▶ [TRECHO DO TEXTO]
+---+

31 março 2011

O lugar da arte (1)














Espaço: uma delimitação de área que pode conter algo ou não. Espaços culturais surgiram como alternativas à falta de prédios especializados para a promoção de atividades culturais. Faltavam teatros para a música - também para a dança e para o próprio teatro -, faltavam salas de cinema, faltavam galerias e museus para as artes visuais. O que fazer?

Criaram-se então dezenas de salas, galpões, barracões, porões, mezaninos, sótãos, estações de trem, caixas d´água, túneis, entre outras arquiteturas públicas várias, para se abrigar shows, obras e performances. Com baixo investimento, inteligência e boas intenções, o Poder Público "salvou" as artes de ficar debaixo de chuva, sem platéia, no escuro. Qual a verdadeira política cultural aqui? Gastar pouco e iludir o contribuinte de que as míseras esmolas do orçamento destinadas à cultura estão sendo utilizadas na "democratização" da arte e diversificação dos "equipamentos culturais" do patrimônio da cidade. Investir em educação artística, construção de teatros, auditórios, cinemas - de verdade, não de lona - dignos para uso de toda a população, disso nem se fala.

Os governos passaram a oferecer arte ao público em suas repartições públicas mofadas e prédios sem a mínima adequação. Como um desdobramento desse pensamento, diversos espaços privados também passaram a adaptar suas dependências para as artes. Restaurantes com "foyer", bares com intervenções teatrais, clínicas médicas com galerias, supermercados e até padarias com palcos para músicos. Sob a chancela do marketing cultural ("eu promovo a arte, portanto sou um bom empresário"), uma miríade de artistas novos à disposição, loucos por uma oportunidade de mostrar seus trabalhos, não deixaram faltar pinturas, esculturas, grupos teatrais e músicos de primeira viagem a encher esses espaços.

+---+

▶ [MATERIAL DE ORIGEM]
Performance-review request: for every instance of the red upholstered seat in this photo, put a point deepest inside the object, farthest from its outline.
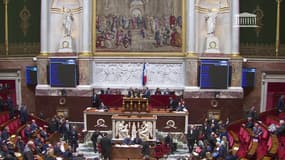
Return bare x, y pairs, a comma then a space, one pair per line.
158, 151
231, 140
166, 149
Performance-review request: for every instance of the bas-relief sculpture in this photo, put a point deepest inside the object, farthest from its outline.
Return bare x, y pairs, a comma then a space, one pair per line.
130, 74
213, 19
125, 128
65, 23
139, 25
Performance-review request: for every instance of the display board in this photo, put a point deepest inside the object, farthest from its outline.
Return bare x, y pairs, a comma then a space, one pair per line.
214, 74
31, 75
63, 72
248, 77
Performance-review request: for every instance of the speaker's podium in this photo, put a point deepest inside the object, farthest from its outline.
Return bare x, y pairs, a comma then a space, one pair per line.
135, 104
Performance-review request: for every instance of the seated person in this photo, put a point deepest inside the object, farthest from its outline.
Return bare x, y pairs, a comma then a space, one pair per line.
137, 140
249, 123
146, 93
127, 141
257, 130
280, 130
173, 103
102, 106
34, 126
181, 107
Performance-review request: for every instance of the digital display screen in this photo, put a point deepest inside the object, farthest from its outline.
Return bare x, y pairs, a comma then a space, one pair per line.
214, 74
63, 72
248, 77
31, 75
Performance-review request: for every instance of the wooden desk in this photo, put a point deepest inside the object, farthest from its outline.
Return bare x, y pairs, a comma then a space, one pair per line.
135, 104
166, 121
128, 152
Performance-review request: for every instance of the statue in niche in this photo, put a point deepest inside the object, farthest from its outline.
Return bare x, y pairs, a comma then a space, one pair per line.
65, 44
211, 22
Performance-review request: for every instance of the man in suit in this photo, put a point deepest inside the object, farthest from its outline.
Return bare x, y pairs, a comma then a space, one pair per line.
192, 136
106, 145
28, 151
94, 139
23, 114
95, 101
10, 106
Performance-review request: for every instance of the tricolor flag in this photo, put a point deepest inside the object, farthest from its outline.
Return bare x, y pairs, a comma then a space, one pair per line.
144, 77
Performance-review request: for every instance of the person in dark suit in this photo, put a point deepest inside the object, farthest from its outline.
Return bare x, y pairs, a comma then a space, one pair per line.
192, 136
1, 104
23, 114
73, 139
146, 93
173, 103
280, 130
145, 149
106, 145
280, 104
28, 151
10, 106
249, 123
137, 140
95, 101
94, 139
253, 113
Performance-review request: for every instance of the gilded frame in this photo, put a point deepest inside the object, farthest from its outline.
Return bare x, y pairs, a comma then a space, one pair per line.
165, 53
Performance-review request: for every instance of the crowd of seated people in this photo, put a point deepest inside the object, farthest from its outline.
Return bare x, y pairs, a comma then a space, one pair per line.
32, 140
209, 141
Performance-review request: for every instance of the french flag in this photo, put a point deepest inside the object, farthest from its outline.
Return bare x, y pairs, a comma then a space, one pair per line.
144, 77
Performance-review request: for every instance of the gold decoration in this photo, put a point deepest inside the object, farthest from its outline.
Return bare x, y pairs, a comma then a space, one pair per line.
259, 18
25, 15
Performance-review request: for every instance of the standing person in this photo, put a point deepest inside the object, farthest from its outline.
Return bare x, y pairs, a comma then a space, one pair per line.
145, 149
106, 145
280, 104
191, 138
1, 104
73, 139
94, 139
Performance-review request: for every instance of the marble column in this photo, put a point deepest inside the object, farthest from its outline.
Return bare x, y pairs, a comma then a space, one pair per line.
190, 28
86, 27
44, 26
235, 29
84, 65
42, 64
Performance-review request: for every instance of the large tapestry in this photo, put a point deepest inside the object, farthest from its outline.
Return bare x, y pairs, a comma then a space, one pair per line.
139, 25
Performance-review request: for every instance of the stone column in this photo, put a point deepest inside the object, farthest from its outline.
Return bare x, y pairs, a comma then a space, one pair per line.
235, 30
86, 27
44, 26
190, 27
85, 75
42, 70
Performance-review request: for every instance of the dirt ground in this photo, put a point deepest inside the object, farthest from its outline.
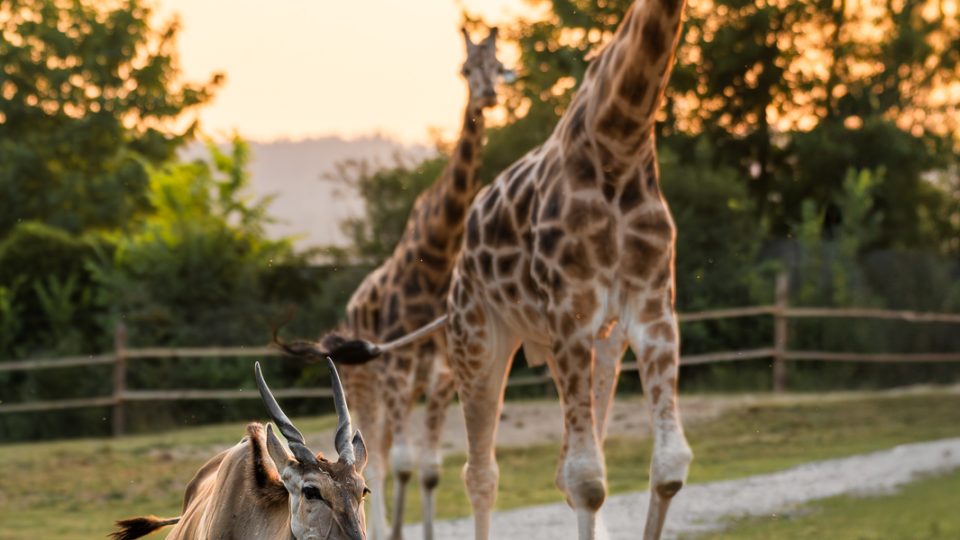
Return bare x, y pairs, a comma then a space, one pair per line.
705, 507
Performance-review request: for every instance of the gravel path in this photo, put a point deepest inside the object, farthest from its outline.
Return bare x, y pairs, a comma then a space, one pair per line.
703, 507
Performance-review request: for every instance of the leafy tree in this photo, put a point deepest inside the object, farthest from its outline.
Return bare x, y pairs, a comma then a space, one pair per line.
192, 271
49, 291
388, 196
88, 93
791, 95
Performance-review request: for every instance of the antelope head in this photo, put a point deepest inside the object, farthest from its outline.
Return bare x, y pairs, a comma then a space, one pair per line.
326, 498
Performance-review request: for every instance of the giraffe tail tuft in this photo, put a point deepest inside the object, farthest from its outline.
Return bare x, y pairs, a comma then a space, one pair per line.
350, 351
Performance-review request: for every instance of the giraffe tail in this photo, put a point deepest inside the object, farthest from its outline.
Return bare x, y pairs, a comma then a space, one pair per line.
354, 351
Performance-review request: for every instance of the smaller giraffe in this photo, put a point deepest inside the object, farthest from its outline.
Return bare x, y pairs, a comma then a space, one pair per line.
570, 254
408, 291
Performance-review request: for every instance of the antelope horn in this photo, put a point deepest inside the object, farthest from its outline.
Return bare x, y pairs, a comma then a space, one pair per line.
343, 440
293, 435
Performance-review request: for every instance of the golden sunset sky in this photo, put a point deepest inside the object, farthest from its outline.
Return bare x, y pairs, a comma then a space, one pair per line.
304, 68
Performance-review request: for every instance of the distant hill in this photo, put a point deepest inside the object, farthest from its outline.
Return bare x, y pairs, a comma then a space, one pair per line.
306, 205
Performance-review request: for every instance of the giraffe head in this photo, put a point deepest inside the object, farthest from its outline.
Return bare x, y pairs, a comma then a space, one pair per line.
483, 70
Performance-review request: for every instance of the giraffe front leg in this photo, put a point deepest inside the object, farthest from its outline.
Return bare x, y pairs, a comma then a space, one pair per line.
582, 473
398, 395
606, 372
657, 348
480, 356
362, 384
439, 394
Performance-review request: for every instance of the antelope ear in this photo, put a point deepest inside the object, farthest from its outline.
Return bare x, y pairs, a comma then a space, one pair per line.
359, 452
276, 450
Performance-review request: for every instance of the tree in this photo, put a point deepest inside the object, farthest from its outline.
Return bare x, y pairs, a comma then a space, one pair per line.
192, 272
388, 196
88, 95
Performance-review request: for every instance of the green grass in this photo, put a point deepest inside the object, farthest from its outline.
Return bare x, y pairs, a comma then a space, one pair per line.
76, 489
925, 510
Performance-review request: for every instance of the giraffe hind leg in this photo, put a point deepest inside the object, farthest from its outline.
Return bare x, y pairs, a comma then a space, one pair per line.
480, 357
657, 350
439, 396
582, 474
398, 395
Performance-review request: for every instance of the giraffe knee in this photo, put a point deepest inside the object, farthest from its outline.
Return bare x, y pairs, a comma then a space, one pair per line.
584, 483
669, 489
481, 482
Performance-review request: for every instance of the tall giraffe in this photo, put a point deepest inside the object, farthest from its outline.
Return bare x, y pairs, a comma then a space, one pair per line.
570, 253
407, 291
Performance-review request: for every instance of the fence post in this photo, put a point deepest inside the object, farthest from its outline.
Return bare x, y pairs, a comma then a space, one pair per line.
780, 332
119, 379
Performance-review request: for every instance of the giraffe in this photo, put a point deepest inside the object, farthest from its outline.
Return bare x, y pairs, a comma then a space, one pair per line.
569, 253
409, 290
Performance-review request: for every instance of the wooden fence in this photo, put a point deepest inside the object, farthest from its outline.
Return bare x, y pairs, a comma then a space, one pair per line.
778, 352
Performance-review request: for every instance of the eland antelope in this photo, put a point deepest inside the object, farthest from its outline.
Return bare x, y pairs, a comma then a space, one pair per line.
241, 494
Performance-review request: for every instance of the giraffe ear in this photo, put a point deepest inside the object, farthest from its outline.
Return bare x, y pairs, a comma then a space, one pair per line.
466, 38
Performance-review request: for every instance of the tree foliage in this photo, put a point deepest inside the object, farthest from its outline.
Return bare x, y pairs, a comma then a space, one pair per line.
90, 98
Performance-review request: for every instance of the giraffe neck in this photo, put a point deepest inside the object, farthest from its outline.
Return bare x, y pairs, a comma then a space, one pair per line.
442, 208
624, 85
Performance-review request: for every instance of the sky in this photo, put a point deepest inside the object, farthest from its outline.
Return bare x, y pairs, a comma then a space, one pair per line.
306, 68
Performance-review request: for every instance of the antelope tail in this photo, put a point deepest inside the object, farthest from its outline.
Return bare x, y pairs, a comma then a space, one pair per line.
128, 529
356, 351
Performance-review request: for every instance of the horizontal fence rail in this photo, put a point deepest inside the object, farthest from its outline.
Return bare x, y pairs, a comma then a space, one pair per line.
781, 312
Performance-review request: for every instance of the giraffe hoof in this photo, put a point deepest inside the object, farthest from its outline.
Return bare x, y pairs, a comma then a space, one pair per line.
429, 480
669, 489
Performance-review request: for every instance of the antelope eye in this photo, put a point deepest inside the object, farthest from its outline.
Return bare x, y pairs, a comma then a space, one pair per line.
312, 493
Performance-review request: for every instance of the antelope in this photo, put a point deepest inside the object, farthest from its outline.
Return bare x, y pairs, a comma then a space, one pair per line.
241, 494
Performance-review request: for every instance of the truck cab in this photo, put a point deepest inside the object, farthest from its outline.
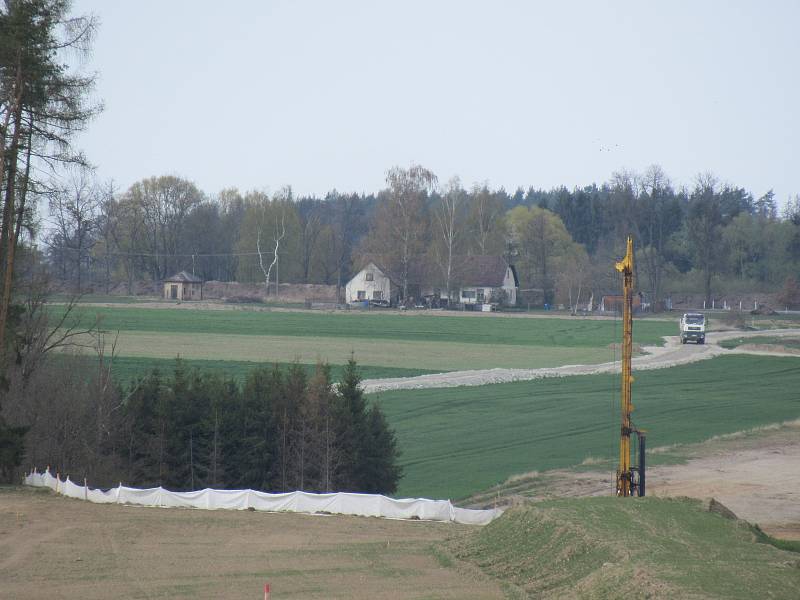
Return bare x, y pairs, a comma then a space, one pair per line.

+---+

▶ [SUA TAREFA]
Responda às perguntas com base no texto sobre o lugar da arte.
(a) Segundo o texto, como surgiram os espaços culturais?
(b) Com o quê, de acordo com o texto, o Poder Público "salvou" as artes?
(c) Que estabelecimentos privados o texto cita como tendo adaptado suas dependências para as artes?
Os itens não têm nenhum papel nesta atividade.

▶ [RESULTADO DO EXERCÍCIO]
(a) Os espaços culturais surgiram como alternativas à falta de prédios especializados para a promoção de atividades culturais.
(b) O Poder Público "salvou" as artes com baixo investimento, inteligência e boas intenções.
(c) O texto cita restaurantes com "foyer", bares com intervenções teatrais, clínicas médicas com galerias, supermercados e até padarias com palcos para músicos.